→ TASK PROMPT:
Please pick out each line in the material below that contains the word "grass" and copy those lines.

Image box annotation records
_ _ _ _

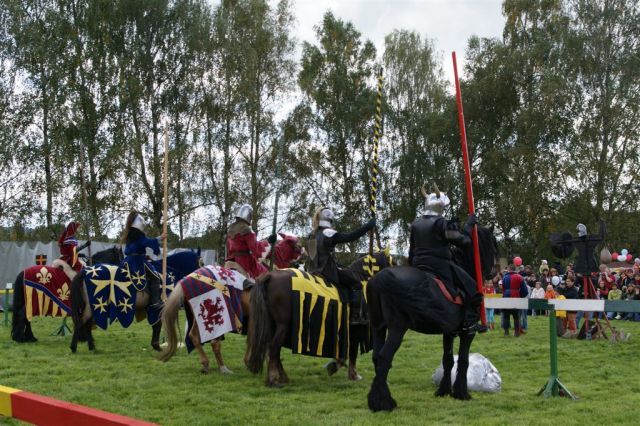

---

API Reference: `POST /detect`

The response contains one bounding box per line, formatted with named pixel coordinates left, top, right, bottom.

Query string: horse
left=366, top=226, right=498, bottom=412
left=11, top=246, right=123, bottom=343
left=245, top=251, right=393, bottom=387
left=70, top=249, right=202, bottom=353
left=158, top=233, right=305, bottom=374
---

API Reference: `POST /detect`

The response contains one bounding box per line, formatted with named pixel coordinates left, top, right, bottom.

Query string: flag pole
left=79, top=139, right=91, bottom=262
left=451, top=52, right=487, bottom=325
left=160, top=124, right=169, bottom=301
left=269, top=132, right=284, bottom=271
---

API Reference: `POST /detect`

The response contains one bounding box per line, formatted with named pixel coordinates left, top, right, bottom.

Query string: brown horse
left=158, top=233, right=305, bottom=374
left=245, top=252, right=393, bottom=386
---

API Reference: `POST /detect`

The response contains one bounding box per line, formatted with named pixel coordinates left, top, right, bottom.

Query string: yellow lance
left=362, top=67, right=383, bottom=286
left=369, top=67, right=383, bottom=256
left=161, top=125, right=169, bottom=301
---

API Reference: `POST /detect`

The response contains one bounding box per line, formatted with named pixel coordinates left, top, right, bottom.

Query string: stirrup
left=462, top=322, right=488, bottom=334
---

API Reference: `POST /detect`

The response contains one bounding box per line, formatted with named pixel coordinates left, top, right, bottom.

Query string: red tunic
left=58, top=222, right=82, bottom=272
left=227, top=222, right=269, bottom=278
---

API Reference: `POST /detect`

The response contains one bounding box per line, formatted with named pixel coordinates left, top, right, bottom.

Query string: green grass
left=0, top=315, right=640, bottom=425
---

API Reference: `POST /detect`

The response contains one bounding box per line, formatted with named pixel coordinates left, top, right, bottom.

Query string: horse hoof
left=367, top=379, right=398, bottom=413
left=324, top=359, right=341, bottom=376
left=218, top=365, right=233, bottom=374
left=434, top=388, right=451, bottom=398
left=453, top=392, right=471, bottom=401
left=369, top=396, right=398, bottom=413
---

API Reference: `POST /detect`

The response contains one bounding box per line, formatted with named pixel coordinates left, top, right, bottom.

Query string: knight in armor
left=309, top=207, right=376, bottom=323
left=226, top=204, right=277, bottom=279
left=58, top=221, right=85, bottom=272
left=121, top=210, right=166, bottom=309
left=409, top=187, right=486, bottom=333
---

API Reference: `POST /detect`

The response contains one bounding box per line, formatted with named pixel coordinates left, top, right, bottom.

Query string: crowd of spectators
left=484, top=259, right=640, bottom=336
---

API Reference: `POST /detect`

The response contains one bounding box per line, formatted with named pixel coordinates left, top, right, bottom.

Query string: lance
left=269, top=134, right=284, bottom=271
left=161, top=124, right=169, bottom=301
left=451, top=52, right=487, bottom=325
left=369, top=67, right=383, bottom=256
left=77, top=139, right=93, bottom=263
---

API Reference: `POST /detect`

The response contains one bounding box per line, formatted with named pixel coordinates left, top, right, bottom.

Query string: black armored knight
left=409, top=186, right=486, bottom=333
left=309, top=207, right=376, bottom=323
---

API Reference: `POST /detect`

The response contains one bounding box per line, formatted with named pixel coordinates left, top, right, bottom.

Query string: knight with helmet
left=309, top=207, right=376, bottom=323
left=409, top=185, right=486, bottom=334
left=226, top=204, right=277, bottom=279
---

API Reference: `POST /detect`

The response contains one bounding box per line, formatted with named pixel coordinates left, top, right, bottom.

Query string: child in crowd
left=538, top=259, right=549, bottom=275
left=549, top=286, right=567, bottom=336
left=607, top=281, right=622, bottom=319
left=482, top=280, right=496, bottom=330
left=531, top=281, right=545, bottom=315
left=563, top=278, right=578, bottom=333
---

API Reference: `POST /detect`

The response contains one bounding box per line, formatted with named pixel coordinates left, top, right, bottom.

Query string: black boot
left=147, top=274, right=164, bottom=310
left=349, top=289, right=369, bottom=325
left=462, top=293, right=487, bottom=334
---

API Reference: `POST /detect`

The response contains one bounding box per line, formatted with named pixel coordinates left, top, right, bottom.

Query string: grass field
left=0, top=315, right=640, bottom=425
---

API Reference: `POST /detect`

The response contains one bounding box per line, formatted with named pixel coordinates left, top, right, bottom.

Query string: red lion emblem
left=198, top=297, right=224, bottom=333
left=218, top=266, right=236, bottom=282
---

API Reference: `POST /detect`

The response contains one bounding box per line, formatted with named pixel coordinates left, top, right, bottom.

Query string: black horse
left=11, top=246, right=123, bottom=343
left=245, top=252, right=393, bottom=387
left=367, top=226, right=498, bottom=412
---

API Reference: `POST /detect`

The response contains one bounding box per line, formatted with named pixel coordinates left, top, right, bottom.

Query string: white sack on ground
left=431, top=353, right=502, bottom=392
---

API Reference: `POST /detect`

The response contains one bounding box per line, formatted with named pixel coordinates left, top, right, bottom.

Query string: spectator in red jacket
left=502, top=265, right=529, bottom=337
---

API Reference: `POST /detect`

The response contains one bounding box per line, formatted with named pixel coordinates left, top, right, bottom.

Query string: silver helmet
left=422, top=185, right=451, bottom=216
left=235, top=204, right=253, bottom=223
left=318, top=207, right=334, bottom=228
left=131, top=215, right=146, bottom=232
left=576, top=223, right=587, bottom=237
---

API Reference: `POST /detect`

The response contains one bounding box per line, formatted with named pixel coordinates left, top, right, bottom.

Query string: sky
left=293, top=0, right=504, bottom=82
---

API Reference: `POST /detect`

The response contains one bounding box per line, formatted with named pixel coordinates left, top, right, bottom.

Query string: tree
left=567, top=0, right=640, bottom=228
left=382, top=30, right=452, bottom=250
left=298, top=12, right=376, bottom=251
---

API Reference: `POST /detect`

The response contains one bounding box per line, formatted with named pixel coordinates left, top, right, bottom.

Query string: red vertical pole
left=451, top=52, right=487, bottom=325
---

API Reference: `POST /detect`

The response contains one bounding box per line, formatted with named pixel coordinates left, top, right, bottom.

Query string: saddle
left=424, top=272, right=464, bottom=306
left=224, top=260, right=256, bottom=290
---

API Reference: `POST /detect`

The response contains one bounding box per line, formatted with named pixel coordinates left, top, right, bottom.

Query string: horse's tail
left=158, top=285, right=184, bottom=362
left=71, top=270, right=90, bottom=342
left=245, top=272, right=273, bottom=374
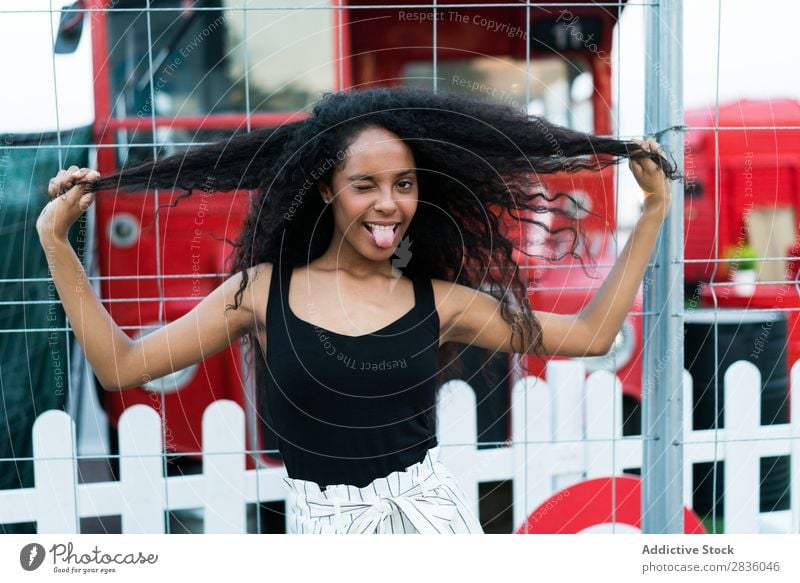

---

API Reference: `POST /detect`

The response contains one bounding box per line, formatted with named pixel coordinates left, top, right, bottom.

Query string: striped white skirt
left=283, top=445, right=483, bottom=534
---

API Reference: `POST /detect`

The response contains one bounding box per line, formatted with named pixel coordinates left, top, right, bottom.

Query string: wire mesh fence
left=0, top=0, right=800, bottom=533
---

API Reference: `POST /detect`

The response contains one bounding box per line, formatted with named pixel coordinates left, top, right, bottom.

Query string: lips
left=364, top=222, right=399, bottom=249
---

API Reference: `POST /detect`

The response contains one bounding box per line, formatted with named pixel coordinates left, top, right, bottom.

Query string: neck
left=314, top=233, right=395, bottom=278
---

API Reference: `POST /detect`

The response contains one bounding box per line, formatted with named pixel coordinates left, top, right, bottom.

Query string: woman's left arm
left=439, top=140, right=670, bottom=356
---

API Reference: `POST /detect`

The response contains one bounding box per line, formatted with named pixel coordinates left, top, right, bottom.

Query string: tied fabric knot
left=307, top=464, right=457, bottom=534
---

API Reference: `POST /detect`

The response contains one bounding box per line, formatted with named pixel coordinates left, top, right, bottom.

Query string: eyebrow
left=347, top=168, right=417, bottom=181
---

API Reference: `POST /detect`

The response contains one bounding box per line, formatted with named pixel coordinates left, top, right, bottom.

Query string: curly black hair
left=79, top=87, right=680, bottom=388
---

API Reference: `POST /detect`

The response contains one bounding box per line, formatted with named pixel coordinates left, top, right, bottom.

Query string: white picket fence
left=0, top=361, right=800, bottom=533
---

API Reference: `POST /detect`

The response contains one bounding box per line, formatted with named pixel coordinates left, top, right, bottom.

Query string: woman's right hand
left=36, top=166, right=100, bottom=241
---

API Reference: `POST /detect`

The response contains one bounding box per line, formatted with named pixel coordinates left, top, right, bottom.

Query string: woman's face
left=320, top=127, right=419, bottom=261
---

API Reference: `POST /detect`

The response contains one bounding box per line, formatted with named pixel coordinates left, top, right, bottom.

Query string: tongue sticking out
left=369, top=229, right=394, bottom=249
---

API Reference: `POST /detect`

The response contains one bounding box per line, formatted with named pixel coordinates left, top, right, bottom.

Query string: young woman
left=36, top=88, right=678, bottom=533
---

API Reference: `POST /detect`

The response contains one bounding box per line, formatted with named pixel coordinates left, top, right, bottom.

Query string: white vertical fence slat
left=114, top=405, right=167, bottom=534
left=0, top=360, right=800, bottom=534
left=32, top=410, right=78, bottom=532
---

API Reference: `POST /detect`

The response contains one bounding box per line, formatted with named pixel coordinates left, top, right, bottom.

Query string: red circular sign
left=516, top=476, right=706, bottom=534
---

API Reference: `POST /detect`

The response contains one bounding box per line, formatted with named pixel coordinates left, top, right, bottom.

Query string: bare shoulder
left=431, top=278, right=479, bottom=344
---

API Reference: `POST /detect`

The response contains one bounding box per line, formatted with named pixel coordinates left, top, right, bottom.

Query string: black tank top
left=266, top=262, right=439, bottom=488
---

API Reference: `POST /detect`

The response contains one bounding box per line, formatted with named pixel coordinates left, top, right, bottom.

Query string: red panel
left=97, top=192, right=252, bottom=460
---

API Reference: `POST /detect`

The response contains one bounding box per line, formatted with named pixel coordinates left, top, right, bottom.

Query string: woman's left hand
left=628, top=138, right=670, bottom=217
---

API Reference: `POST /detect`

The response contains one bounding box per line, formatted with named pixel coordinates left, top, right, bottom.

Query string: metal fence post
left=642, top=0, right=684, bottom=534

_ _ _ _

→ SOLUTION FOR THIS TASK:
Query string: green grass
Query string: grass field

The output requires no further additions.